Chapter 6: Reporting Back in The World
Part 2: Marine Race Riots
Marine Barracks, Camp Lejeune, North Carolina
December, 1969
by Bo McCarver
Back to Camp Lejeune Barracks from the peculiar odyssey to the D.C. anti-war protests, we immediately found out from the press (but not our chain of command) that gangs of black and white marines had attacked each other at the base, with screw drivers and hammers. They had roamed the base at night and initiated attacks; one white marine had been killed and dozens of marines, black and white, had been injured.
Capt. Lewis called me into his office and told me that all units of the 10th Marine artillery Regiment would be conducting “race training” every Saturday morning and that I would be doing it for Kilo Battery. There were no instructions or guidance on how to conduct the meetings.
Many thoughts went through my head: Lewis was black but he had assigned the duty to me; perhaps because I had confided with him during the D.C. bus trip that I was mixed-race – and it became obvious that neither of us really believed in the war. I also recalled my experience in Vietnam in Mike Battery’s racial encounters where black NCOs were called in to counsel black marines -- and there was not a similar session for white marines. Maybe Lewis was trying to keep this from becoming another “black problem.” Then there was the “institutional” assignment of black marines to 8-inch batteries I’d witnessed in Vietnam. Was it going on here in the States?
Something was different here because the issue had not been segregated or hidden under some unwritten procedure: perhaps pressured by the bad press, we were commanded from divisional level or maybe above to get Black, White, Latino, Asian and Neapolitan marines together and “talk race. “
Saturday morning meetings in the barracks were always held before weekend passes were given out. The ritual was sometimes highlighted when some enlisted man who had gotten a DWI ticket was ordered to give testimony about the dangers of driving while drunk. The awkward, “confession” speech was enough to alert every marine in Kilo to be extra cautious or they would have to deliver a similar, embarrassing diatribe. After the per functionary spiel, they were then dismissed and most enjoyed weekend passes.
But on this morning, Kilo’s men, made up of mostly seasoned Vietnam vets and a few raw recruits, were faced with a different ritual when a new officer pulled them into a tight circle in the middle of their racks.

****

Written tasks →
• a. Please summarize the memoir excerpt in two sentences.
• b. Reproduce the memoir excerpt between "Capt. Lewis called" and "conduct the meetings.", inclusive.

****

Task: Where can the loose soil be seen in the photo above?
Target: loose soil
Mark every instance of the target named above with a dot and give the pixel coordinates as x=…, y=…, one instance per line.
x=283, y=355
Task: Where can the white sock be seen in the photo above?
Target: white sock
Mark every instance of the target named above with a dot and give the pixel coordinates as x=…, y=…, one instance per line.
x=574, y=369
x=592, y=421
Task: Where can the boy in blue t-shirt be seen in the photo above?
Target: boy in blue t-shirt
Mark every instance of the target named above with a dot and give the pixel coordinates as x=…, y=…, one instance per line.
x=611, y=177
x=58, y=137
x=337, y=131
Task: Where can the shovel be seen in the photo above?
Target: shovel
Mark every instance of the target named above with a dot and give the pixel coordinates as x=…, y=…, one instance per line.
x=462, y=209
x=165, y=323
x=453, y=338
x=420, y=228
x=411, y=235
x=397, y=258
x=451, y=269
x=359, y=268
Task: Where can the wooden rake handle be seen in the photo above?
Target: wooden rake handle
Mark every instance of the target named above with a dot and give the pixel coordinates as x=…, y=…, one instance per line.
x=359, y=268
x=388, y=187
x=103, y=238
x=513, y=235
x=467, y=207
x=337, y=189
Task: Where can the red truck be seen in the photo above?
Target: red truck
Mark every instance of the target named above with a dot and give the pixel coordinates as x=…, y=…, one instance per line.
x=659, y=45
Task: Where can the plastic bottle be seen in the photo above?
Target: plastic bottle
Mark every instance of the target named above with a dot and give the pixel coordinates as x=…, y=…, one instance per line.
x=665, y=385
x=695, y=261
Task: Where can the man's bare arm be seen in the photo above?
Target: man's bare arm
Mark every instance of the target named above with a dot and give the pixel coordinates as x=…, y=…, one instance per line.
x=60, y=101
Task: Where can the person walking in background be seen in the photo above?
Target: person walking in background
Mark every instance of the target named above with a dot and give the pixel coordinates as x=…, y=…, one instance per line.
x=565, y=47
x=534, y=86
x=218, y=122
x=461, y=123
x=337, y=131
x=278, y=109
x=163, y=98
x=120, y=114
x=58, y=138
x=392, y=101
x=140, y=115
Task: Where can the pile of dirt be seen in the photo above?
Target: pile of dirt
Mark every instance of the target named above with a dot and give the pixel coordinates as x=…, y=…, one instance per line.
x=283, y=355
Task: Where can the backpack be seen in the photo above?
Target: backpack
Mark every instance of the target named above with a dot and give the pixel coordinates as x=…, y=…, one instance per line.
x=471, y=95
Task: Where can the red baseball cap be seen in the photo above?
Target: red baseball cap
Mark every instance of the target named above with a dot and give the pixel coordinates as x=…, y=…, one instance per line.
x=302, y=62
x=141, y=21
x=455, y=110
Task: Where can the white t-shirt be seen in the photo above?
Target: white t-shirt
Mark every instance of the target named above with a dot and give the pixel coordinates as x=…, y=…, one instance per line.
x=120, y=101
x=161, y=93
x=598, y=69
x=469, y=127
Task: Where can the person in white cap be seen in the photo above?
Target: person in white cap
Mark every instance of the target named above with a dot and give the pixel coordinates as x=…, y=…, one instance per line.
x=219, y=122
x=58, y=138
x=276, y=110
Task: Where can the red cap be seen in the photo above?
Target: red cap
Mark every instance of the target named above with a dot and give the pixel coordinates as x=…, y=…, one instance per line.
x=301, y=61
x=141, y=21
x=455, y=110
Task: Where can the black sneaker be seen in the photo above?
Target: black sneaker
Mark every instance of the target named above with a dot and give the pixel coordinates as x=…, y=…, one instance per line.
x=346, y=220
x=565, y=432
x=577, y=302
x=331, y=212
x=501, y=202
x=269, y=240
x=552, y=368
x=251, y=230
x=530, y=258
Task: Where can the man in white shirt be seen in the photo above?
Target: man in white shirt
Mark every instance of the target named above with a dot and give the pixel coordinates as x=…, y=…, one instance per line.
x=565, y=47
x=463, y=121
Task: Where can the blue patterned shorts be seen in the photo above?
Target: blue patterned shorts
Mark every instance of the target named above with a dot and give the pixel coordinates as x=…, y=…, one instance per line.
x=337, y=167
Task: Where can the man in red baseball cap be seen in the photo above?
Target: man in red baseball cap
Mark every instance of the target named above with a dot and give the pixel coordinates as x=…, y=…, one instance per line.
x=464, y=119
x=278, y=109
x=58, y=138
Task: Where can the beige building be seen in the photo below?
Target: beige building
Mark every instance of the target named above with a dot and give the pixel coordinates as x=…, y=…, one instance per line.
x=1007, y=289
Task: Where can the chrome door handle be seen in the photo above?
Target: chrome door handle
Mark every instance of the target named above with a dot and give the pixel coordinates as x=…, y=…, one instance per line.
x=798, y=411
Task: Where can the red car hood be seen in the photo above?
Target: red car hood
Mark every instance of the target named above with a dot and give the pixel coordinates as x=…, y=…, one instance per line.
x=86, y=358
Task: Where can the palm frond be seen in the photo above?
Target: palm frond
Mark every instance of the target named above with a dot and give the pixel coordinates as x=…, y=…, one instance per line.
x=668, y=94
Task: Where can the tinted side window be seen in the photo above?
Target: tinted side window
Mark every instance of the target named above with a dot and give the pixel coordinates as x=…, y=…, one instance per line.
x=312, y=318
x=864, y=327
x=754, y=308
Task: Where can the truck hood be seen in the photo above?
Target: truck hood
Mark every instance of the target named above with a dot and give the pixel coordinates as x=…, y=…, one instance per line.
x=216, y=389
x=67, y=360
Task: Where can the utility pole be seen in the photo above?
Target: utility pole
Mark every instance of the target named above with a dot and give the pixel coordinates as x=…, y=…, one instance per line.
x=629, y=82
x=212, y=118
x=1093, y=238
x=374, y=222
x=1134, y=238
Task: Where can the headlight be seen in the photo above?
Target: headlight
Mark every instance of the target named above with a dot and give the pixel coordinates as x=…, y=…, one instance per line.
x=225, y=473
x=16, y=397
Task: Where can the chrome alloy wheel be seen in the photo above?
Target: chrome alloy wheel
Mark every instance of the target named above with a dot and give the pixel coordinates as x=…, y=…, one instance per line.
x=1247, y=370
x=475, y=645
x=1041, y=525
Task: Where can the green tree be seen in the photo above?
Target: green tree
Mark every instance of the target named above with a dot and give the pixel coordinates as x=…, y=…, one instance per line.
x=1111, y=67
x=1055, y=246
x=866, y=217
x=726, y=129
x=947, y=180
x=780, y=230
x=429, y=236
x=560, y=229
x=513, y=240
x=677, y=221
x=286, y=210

****

Solutions →
• a. After the return from the D.C. anti-war protests, the press revealed that gangs of black and white marines had attacked each other at Camp Lejeune with screwdrivers and hammers, killing one white marine and injuring dozens. Capt. Lewis then assigned the narrator, without instructions or guidance, to lead Saturday morning "race training" for Kilo Battery, where the men faced a new ritual as a new officer pulled them into a tight circle in the middle of their racks.

• b.
Capt. Lewis called me into his office and told me that all units of the 10th Marine artillery Regiment would be conducting “race training” every Saturday morning and that I would be doing it for Kilo Battery. There were no instructions or guidance on how to conduct the meetings.